PROVIDED DATA -
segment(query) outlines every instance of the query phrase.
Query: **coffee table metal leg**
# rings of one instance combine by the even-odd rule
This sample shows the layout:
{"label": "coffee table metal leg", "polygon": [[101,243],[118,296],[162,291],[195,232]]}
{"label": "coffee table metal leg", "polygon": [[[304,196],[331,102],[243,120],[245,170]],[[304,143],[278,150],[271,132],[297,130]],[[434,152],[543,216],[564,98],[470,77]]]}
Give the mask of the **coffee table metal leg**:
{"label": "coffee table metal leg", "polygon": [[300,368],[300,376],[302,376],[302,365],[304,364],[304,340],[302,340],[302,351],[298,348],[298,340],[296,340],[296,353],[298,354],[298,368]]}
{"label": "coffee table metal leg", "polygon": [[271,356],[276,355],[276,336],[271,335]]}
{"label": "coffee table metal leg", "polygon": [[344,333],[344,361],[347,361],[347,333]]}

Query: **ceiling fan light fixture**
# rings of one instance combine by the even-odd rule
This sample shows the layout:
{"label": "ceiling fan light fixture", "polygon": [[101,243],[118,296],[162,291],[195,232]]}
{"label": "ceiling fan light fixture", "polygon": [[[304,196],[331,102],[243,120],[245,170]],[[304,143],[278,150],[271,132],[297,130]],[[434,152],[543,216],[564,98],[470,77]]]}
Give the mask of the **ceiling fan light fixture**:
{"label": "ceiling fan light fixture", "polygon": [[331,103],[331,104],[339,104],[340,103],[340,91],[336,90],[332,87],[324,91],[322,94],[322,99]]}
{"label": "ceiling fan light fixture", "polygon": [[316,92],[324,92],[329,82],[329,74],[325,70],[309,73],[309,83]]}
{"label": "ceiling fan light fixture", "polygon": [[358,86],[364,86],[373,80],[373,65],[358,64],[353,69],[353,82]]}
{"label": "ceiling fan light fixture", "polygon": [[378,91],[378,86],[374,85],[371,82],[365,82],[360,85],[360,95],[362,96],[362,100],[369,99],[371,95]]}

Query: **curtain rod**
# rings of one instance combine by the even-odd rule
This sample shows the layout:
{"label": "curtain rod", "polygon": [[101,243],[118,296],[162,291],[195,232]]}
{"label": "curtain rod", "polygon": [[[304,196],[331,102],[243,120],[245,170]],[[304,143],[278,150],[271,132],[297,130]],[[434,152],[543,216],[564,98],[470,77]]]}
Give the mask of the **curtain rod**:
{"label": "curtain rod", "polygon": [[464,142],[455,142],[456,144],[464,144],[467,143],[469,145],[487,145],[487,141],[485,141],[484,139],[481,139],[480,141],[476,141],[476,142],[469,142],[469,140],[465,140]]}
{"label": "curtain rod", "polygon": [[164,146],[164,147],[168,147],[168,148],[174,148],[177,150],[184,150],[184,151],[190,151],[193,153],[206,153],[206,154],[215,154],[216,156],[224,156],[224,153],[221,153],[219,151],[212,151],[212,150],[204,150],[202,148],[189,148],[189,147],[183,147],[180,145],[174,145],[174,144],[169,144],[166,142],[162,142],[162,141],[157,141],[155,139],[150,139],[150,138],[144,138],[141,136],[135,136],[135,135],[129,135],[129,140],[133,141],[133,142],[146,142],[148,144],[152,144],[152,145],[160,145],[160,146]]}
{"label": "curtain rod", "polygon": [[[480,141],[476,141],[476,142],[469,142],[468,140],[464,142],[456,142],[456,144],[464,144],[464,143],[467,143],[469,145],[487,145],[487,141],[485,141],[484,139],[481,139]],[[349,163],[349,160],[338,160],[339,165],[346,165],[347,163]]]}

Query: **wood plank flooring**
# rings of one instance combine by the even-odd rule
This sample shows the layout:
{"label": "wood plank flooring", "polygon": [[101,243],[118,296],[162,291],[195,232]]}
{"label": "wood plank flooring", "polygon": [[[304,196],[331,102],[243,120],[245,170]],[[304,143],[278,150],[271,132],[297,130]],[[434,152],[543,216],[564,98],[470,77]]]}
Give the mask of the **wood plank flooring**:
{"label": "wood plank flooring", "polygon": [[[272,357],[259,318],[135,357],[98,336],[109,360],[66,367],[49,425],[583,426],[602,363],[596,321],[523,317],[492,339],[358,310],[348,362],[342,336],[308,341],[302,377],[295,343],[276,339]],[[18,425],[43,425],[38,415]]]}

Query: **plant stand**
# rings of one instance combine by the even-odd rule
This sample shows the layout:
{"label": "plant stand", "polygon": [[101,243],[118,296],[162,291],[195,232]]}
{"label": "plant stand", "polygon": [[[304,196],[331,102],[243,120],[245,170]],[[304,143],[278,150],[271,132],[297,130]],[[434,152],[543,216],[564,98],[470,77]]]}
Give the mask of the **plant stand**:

DIRECTIONS -
Your answer should be the full set of records, printed exactly.

SOLUTION TO THE PROBLEM -
segment(query) outlines every instance of the query phrase.
Query: **coffee table metal leg**
# rings of one instance combine by the even-odd rule
This sample shows the layout:
{"label": "coffee table metal leg", "polygon": [[101,243],[118,296],[162,291],[195,232]]}
{"label": "coffee table metal leg", "polygon": [[[304,196],[331,102],[243,120],[245,170]],[[304,143],[278,150],[271,132],[297,130]],[[434,152],[543,216],[564,98],[470,77]]]}
Give the mask of the **coffee table metal leg**:
{"label": "coffee table metal leg", "polygon": [[300,368],[300,376],[302,376],[302,365],[304,364],[304,340],[302,340],[302,351],[298,348],[298,340],[296,340],[296,353],[298,354],[298,368]]}
{"label": "coffee table metal leg", "polygon": [[271,356],[276,355],[276,336],[271,335]]}
{"label": "coffee table metal leg", "polygon": [[344,333],[344,361],[347,361],[347,333]]}

Query: **ceiling fan light fixture**
# rings of one instance combine by the even-odd rule
This sample shows the layout:
{"label": "ceiling fan light fixture", "polygon": [[101,243],[118,296],[162,291],[195,232]]}
{"label": "ceiling fan light fixture", "polygon": [[[304,196],[331,102],[243,120],[245,170]],[[304,143],[278,150],[271,132],[297,130]],[[434,152],[543,216],[564,98],[470,77]]]}
Give the mask of the **ceiling fan light fixture**:
{"label": "ceiling fan light fixture", "polygon": [[331,103],[331,104],[339,104],[340,103],[340,91],[336,90],[332,87],[324,91],[322,94],[322,99]]}
{"label": "ceiling fan light fixture", "polygon": [[316,92],[324,92],[329,82],[329,74],[325,70],[309,73],[309,83]]}
{"label": "ceiling fan light fixture", "polygon": [[358,86],[364,86],[373,80],[373,65],[358,64],[353,69],[353,82]]}
{"label": "ceiling fan light fixture", "polygon": [[378,91],[378,86],[374,85],[371,82],[365,82],[360,85],[360,95],[362,96],[362,100],[369,99],[371,95]]}

Query: **curtain rod**
# rings of one instance combine by the even-odd rule
This sample shows the layout:
{"label": "curtain rod", "polygon": [[101,243],[118,296],[162,291],[195,232]]}
{"label": "curtain rod", "polygon": [[[304,196],[331,102],[243,120],[245,170]],[[304,143],[278,150],[271,132],[297,130]],[[434,152],[543,216],[564,98],[470,77]]]}
Give the mask of the **curtain rod**:
{"label": "curtain rod", "polygon": [[464,142],[455,142],[456,144],[464,144],[467,143],[469,145],[487,145],[487,141],[485,141],[484,139],[481,139],[480,141],[476,141],[476,142],[469,142],[469,140],[465,140]]}
{"label": "curtain rod", "polygon": [[164,146],[164,147],[168,147],[168,148],[174,148],[177,150],[184,150],[184,151],[190,151],[193,153],[206,153],[206,154],[215,154],[216,156],[224,156],[224,153],[221,153],[219,151],[212,151],[212,150],[204,150],[202,148],[189,148],[189,147],[183,147],[180,145],[174,145],[174,144],[169,144],[166,142],[162,142],[162,141],[157,141],[155,139],[150,139],[150,138],[144,138],[141,136],[135,136],[135,135],[129,135],[129,140],[133,141],[133,142],[146,142],[148,144],[152,144],[152,145],[160,145],[160,146]]}
{"label": "curtain rod", "polygon": [[[480,141],[476,141],[476,142],[469,142],[468,140],[464,142],[456,142],[456,144],[464,144],[464,143],[467,143],[469,145],[487,145],[487,141],[485,141],[484,139],[481,139]],[[349,163],[349,160],[338,160],[339,165],[346,165],[347,163]]]}

Query: **wood plank flooring**
# rings of one instance combine by the even-odd rule
This sample shows the layout:
{"label": "wood plank flooring", "polygon": [[101,243],[118,296],[162,291],[195,232]]}
{"label": "wood plank flooring", "polygon": [[[304,196],[331,102],[243,120],[245,170]],[[304,143],[278,150],[271,132],[297,130]],[[434,152],[543,216],[564,98],[470,77]]]}
Give the mask of the **wood plank flooring**:
{"label": "wood plank flooring", "polygon": [[[272,357],[259,318],[135,357],[98,336],[109,360],[66,367],[49,425],[583,426],[602,363],[596,321],[523,317],[492,339],[358,310],[348,362],[342,336],[308,341],[302,377],[295,343],[276,339]],[[18,425],[43,425],[38,415]]]}

Query: **plant stand**
# rings of one instance combine by the even-odd rule
This sample shows the layout:
{"label": "plant stand", "polygon": [[101,243],[118,296],[162,291],[195,232]]}
{"label": "plant stand", "polygon": [[[304,196],[331,102],[243,120],[245,170]],[[304,143],[278,150],[271,132],[297,130]],[[434,152],[543,216],[564,98],[470,77]]]}
Give the mask of the **plant stand**:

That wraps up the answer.